== Source information ==

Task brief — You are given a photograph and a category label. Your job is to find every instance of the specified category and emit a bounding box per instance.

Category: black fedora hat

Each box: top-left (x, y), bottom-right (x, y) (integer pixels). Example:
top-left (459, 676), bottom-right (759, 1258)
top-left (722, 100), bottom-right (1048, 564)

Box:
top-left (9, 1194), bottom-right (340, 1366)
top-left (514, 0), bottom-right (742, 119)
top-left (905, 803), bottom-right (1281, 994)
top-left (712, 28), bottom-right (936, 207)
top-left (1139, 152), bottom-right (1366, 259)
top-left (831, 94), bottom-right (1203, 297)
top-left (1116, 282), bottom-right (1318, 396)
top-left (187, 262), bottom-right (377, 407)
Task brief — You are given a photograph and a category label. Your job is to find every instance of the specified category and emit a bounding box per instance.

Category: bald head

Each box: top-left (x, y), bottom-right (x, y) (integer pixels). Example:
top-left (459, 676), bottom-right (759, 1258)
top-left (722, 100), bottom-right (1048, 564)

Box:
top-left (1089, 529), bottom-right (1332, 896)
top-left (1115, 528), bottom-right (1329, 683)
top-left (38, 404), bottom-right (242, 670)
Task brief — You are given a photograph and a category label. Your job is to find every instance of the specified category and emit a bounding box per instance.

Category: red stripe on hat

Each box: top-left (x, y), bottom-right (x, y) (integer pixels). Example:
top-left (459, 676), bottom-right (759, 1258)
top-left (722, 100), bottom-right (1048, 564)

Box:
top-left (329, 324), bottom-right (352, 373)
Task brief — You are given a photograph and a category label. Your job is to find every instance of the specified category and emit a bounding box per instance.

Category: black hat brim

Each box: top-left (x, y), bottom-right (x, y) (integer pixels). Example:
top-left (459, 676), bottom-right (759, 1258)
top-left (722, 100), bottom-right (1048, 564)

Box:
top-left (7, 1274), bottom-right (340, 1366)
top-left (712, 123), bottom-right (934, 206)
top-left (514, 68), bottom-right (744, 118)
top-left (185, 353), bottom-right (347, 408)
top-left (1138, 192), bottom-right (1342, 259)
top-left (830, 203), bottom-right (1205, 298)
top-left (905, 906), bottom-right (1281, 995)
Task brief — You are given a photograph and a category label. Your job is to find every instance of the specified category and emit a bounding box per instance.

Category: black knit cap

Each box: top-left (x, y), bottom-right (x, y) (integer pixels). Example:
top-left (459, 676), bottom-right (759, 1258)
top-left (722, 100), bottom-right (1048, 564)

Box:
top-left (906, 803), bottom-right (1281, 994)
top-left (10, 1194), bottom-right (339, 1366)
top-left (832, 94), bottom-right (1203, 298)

===

Exercise objective
Word for word, print every line above.

Expected answer
Task brief — You are given a photograph and a category label. Your job is to find every instance of the specified category and emit a bounding box per instance.

Category: black fedora hat

Each box: top-left (x, y), bottom-right (x, y) (integer pixels). Example:
top-left (459, 676), bottom-right (759, 1258)
top-left (722, 100), bottom-right (1048, 564)

Box:
top-left (9, 1194), bottom-right (340, 1366)
top-left (514, 0), bottom-right (742, 119)
top-left (905, 803), bottom-right (1281, 994)
top-left (712, 28), bottom-right (936, 207)
top-left (1139, 152), bottom-right (1366, 259)
top-left (831, 94), bottom-right (1203, 297)
top-left (1116, 282), bottom-right (1318, 396)
top-left (187, 262), bottom-right (377, 407)
Task brief — You are given a photograph and a category label. Your job is to find every instance of the specified category and emit a bounding box per instance.

Category: bald head

Each box: top-left (x, y), bottom-right (x, y) (integer pixels). Example:
top-left (459, 676), bottom-right (759, 1258)
top-left (722, 100), bottom-right (1048, 564)

Box:
top-left (1089, 529), bottom-right (1332, 896)
top-left (1115, 528), bottom-right (1329, 683)
top-left (38, 404), bottom-right (242, 670)
Task brief — You are given a photograph and a category label. Your job is to find every instance of the specified category and emit a bounding box per instance.

Category: red stripe on hat

Each box: top-left (x, y), bottom-right (x, y) (integer pixels). Example:
top-left (459, 676), bottom-right (759, 1258)
top-left (722, 100), bottom-right (1048, 564)

Box:
top-left (329, 324), bottom-right (352, 373)
Task brief — You are given a photograph and a category label. Your job is to find every instance of the specified category and emit a bounding box per instance.

Category: black hat brim

Each box: top-left (x, y), bottom-right (x, y) (integer pixels). Example:
top-left (459, 676), bottom-right (759, 1258)
top-left (722, 100), bottom-right (1048, 564)

Box:
top-left (7, 1274), bottom-right (340, 1366)
top-left (712, 123), bottom-right (934, 206)
top-left (514, 68), bottom-right (744, 118)
top-left (185, 353), bottom-right (347, 408)
top-left (1138, 192), bottom-right (1342, 259)
top-left (830, 203), bottom-right (1205, 298)
top-left (905, 906), bottom-right (1281, 995)
Task brief — You are given a photograph and a category label. Your job is to find every instance of the specified category and emit a bounding box per instance.

Category: black knit cap

Each box: top-left (x, y), bottom-right (x, y) (integer pixels). Example:
top-left (459, 676), bottom-right (759, 1258)
top-left (722, 100), bottom-right (1048, 564)

Box:
top-left (906, 803), bottom-right (1281, 994)
top-left (10, 1194), bottom-right (339, 1366)
top-left (832, 94), bottom-right (1203, 298)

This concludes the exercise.